WHAT IS BEING ASKED> Copy the material below word for word, leaving out the pictures.

____________________

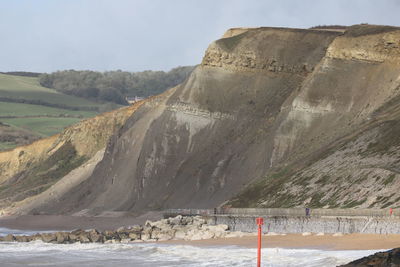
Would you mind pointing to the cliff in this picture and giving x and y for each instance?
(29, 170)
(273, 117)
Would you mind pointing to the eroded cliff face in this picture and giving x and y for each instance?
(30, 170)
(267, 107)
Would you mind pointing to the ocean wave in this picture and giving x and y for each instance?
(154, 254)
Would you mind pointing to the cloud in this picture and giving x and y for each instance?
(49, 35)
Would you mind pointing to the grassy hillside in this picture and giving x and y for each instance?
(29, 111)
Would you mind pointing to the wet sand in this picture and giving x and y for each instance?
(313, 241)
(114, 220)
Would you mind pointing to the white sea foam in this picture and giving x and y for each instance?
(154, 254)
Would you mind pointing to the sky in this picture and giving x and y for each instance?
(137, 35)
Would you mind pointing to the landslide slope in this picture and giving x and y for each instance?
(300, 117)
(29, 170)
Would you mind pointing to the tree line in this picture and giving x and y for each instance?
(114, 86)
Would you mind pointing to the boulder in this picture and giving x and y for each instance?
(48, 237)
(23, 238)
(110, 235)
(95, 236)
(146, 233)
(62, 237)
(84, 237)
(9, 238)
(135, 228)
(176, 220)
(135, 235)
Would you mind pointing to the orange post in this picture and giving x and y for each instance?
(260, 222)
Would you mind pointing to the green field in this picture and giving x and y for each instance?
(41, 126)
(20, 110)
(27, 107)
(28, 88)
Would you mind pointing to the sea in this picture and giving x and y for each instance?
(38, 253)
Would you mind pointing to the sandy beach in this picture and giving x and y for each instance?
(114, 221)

____________________

SOLUTION>
Would you mind pointing to the cliff in this picture and giving x and y for each instance?
(29, 170)
(273, 117)
Would you mind pointing to the eroded cliff face in this picture and giving x and y for each instance?
(30, 170)
(267, 107)
Would you mind pointing to the ocean wave in this picture and giving x and y for each instance?
(154, 254)
Would you mind pointing to the cloud in this picture and giving x and y for each instance?
(49, 35)
Would you mind pointing to the grassy hillside in this picture and giving x and y for each instance?
(29, 111)
Would you mind pointing to the wet sand in this picture and giving x and y for each instance?
(313, 241)
(114, 220)
Would you mind pointing to the white sea foam in this picture and giving x and y for each instance?
(154, 254)
Would you mind pointing to the sky in this picture and giving x and y for each instance?
(137, 35)
Would you mind pointing to the landslide slope in this picture and giving x and y for each instance?
(300, 117)
(29, 170)
Would you mind pointing to the tree line in this picture and giving x and y for each instance?
(114, 86)
Would you mind pointing to the boulder in this picture and giving x and y for each instance?
(48, 237)
(23, 238)
(110, 235)
(95, 236)
(146, 233)
(62, 237)
(84, 237)
(9, 238)
(135, 228)
(176, 220)
(135, 235)
Would you mind pointing to the orange post in this picture and giving x and y for each instance?
(260, 222)
Would you mind pointing to the green field in this picture and giving x and y for each instance?
(41, 126)
(20, 110)
(27, 107)
(28, 88)
Would you mind pointing to the sea in this picture and giving x and y for each instance?
(38, 253)
Would you mind pointing to the sandy beach in this picture and giving x and y for each instance?
(114, 221)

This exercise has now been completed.